Brief a: Extract the position identification entries from the line containing "# point at: the building" through the end of the entries, and reproduce those lines verbatim.

—————

© EDWARD S. CURTIS/LIBRARY OF CONGRESS/CORBIS/VCG VIA GETTY IMAGES
A member of the Klamath people, looking out over Crater Lake, the creation of which is enshrined in their oral traditions.
Instinctively you might think that if we - humanity that is - could not read or write, then we would have difficulty remembering how to do things. You are right, of course, particularly when it comes to complicated tasks such as building Large Hadron Colliders or even organising a sports tournament, but perhaps we should not uncritically rush to such a judgement.
Research is showing increasingly clearly that pre-literate societies, in which no-one read or wrote, were capable of accumulating vast bodies of knowledge and passing these on in intelligible form for thousands of years.When the Klamath people of Oregon, US, were first encountered by Europeans, they recorded stories about the terminal eruption of the massive volcano - later named Mt Mazama by geologists - that once towered over the landscape where iconic Crater Lake now lies.
The stories described the sounds and the nature of this spectacular eruption, leaving us in no doubt that the Klamath must have witnessed it. Until comparatively recently, the community passed on such knowledge only orally. Mt Mazama is now known to have disappeared from the Oregon landscape about 7600 years ago, leaving us to wonder how such stories could endure so extraordinarily long.

—————

Brief b: According to the passage on oral traditions, roughly how long ago did Mt Mazama disappear from the Oregon landscape?

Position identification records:
—————

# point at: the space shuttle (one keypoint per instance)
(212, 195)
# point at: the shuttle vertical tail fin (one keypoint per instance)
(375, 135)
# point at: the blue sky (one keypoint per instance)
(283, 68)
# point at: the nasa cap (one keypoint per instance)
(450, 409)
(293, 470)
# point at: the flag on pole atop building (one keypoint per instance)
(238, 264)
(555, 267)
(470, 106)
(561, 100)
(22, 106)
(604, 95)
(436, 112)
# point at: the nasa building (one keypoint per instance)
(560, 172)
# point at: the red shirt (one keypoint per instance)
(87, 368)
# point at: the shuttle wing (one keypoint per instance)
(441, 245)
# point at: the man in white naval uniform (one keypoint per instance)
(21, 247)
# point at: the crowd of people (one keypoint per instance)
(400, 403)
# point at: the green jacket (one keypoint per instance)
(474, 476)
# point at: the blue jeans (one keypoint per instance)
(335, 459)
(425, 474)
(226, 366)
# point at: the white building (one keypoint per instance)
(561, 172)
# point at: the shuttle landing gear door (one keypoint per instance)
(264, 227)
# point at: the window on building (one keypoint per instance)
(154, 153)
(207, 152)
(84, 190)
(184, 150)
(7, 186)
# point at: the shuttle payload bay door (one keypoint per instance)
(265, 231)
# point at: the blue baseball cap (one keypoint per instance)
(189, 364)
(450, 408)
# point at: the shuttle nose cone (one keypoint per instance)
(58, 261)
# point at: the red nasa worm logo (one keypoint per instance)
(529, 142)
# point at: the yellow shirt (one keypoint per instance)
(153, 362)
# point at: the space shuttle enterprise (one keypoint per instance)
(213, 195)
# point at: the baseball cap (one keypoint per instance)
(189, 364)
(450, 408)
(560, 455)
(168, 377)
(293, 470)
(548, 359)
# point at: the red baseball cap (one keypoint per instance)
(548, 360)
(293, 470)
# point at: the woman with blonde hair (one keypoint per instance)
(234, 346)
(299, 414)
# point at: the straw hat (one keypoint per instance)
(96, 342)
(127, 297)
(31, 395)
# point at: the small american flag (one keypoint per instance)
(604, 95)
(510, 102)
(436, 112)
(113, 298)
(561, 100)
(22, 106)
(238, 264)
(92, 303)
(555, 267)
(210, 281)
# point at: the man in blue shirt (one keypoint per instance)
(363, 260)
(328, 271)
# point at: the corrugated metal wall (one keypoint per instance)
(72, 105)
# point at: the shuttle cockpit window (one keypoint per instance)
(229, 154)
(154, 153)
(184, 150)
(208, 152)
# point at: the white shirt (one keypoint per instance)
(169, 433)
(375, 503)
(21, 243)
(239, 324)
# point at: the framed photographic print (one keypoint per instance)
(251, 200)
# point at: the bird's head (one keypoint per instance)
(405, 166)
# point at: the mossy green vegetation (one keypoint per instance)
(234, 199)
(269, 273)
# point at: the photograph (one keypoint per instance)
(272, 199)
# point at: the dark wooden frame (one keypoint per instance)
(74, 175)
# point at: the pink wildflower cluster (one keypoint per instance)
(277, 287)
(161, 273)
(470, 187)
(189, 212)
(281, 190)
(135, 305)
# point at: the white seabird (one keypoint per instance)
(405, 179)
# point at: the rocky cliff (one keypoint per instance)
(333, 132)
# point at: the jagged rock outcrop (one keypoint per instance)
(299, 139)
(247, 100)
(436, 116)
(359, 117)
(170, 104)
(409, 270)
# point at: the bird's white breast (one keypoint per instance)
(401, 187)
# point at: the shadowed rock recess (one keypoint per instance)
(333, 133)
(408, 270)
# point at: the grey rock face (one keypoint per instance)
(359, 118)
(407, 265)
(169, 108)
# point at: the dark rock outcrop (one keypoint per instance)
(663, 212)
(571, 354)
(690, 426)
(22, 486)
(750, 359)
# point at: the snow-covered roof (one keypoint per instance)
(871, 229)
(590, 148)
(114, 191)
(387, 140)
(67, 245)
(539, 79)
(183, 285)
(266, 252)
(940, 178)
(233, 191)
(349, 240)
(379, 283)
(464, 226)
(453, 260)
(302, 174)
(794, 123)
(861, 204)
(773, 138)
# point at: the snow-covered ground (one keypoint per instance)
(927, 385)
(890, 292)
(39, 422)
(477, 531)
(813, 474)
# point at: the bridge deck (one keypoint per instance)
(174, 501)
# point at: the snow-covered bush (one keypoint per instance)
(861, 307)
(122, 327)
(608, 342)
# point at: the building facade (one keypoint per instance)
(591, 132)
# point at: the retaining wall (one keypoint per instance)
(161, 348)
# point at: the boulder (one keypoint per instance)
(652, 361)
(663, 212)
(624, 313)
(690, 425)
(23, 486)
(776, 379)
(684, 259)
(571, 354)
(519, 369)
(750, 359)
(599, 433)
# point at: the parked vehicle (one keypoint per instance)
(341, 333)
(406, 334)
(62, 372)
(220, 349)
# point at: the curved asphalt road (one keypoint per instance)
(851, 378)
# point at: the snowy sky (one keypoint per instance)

—————

Task answer a:
# point at: the building facade (one keypoint per instance)
(591, 132)
# point at: the retaining wall (one keypoint per instance)
(161, 348)
# point at: the boulder (one keypoint per instance)
(652, 361)
(663, 212)
(624, 313)
(690, 425)
(23, 486)
(776, 379)
(684, 259)
(571, 354)
(519, 369)
(750, 359)
(599, 433)
# point at: the parked vehicle (one keypoint per instance)
(341, 333)
(406, 334)
(62, 372)
(220, 349)
# point at: the curved asphalt road (one keypoint per instance)
(851, 378)
# point at: the snowy sky (one keypoint per instance)

Task answer b: About 7600 years ago.